(Work task)
From the data that follows, set down exactly the lines from the one with "Target: stair balustrade" through the one with "Target: embroidered shoulder patch", counting both. Pictures stay out.

(Data shown)

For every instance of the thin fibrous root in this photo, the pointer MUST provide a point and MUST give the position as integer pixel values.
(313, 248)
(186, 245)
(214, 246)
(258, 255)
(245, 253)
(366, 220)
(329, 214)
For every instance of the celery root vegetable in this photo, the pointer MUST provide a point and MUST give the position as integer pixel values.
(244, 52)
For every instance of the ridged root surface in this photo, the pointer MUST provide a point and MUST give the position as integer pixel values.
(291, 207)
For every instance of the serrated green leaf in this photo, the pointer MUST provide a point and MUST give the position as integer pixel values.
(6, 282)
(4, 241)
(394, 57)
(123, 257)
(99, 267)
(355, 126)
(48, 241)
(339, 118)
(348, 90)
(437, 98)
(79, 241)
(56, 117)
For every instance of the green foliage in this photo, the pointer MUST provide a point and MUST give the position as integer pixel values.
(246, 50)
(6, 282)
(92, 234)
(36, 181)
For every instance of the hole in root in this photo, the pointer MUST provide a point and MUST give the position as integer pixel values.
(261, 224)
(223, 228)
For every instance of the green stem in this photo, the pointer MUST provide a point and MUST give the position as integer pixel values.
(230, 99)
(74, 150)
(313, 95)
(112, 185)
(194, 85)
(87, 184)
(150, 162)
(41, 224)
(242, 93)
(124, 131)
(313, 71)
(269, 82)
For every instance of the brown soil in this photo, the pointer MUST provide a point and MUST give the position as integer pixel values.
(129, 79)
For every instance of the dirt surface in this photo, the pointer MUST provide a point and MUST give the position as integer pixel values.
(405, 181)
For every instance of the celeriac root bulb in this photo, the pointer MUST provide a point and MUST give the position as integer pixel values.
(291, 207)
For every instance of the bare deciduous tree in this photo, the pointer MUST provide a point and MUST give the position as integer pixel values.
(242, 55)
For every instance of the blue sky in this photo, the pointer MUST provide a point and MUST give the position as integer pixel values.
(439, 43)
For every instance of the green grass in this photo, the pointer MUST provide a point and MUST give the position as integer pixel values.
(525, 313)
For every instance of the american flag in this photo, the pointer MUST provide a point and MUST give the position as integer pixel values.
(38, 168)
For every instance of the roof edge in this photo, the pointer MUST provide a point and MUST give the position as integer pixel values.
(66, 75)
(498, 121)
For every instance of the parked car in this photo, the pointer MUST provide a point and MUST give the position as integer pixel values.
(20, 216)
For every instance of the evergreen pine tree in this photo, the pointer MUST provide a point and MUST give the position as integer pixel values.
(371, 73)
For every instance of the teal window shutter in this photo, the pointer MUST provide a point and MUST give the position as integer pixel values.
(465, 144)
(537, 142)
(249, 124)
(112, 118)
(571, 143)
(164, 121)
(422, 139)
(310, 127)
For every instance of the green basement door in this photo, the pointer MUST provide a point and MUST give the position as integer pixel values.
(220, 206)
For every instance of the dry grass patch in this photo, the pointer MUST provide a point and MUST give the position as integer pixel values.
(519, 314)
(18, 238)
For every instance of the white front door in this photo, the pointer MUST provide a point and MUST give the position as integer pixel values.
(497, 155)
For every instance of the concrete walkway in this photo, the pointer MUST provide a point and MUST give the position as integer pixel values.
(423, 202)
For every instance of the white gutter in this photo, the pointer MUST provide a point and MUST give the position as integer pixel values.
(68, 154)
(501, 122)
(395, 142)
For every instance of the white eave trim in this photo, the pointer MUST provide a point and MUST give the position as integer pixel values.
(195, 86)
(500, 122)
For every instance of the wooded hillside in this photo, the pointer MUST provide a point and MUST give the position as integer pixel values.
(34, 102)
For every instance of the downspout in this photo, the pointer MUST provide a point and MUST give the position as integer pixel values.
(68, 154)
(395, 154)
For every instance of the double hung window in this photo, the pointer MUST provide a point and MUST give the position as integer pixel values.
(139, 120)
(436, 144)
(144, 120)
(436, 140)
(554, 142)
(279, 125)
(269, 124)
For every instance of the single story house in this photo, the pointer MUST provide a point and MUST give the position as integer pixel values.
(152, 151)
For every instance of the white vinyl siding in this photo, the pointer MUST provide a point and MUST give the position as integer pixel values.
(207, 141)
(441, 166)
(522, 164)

--

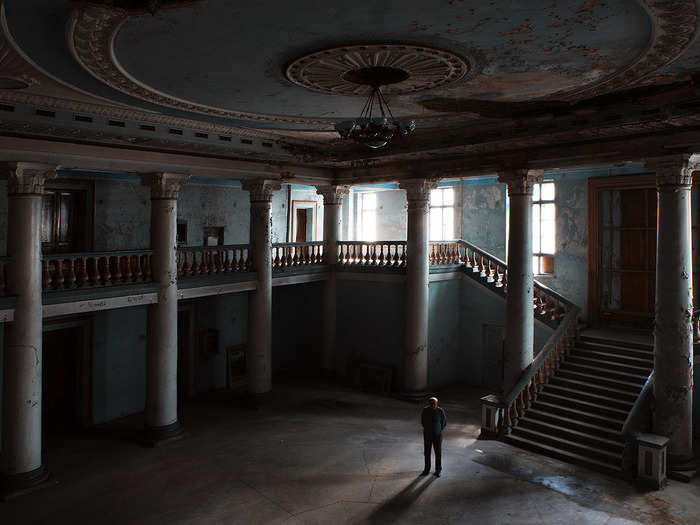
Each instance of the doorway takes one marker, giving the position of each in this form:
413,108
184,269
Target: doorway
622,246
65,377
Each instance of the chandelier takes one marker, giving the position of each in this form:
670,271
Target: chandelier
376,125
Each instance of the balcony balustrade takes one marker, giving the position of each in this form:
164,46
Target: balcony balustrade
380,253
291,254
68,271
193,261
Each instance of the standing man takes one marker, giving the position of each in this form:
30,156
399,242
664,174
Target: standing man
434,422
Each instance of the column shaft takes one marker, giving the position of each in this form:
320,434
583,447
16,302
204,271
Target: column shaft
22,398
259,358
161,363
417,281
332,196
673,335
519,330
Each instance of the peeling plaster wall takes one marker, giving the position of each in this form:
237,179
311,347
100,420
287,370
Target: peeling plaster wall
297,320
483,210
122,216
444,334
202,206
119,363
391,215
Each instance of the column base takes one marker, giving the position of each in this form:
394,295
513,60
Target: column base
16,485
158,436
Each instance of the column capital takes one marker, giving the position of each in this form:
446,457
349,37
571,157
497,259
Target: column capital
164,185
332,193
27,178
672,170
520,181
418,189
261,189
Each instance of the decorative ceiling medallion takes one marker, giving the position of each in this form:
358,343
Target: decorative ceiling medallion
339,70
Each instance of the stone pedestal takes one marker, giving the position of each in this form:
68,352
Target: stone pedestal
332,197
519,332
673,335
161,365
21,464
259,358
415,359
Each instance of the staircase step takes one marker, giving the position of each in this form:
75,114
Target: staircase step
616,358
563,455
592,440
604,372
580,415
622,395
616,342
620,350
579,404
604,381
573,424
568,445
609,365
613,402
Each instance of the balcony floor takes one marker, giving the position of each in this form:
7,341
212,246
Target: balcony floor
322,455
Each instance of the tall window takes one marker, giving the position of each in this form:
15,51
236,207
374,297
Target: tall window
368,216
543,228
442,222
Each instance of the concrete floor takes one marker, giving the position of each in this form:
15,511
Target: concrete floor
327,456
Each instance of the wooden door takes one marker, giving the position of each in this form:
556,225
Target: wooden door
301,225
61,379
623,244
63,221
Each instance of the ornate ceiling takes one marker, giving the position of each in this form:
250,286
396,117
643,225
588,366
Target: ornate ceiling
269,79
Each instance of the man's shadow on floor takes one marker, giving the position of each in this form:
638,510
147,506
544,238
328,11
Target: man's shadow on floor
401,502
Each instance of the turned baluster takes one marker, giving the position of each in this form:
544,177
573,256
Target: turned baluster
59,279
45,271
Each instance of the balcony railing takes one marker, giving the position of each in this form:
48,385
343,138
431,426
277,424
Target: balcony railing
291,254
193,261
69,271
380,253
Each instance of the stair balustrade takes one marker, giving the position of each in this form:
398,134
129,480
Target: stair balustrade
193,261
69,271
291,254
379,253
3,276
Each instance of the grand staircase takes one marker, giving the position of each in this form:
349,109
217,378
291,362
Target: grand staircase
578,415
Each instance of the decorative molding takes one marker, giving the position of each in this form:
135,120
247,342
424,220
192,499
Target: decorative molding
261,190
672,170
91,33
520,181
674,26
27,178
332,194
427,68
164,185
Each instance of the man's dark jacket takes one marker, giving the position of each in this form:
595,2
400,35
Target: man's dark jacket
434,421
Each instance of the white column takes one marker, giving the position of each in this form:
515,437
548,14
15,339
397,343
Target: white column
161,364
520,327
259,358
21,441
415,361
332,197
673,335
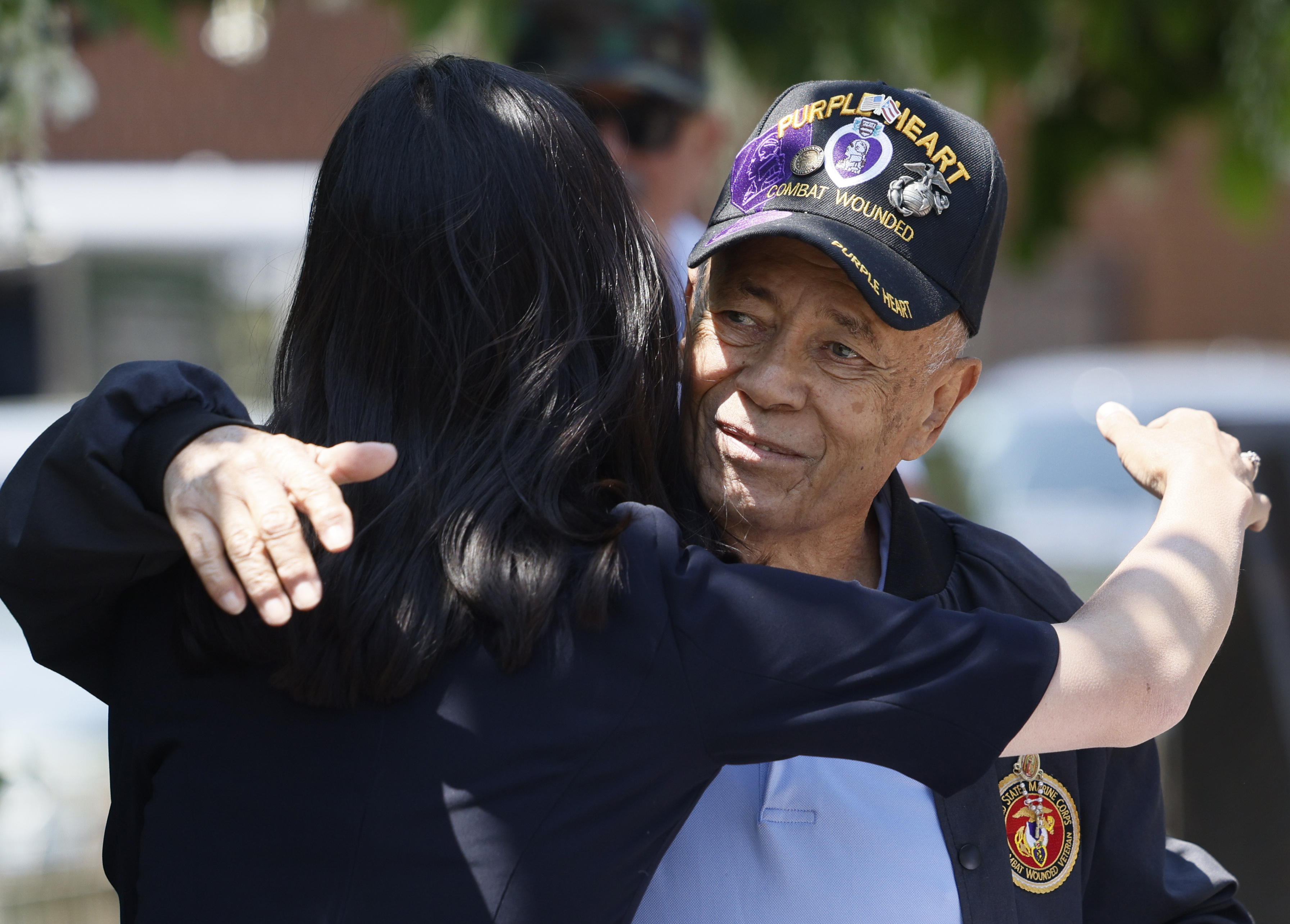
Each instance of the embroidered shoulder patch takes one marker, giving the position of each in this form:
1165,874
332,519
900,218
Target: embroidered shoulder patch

(Response to the task)
Target: stair balustrade
193,261
69,271
291,254
379,253
3,276
Each instance of the grand staircase takes one marker, giving the position of each in this form:
349,109
217,378
291,362
Target: grand staircase
578,415
Each instance of the decorative molding takes one marker, giving the position of each in this form:
135,120
247,342
424,220
192,499
Target: decorative molding
261,190
672,170
91,33
520,181
674,26
27,178
332,194
427,68
164,185
Each instance of the man's dark jacket takes one marker, giving the position of each in this form:
595,2
400,35
Target: man's dark jacket
434,421
Each instance of the white column takes one marker, giving the position of each in this form:
515,437
548,14
15,339
397,343
Target: white column
161,364
520,327
259,358
21,441
415,361
332,197
673,335
Each instance of the embroidered shoulder patch takes one marker, giving the position of each in this form:
1165,874
332,519
900,218
Target: embroidered shoulder patch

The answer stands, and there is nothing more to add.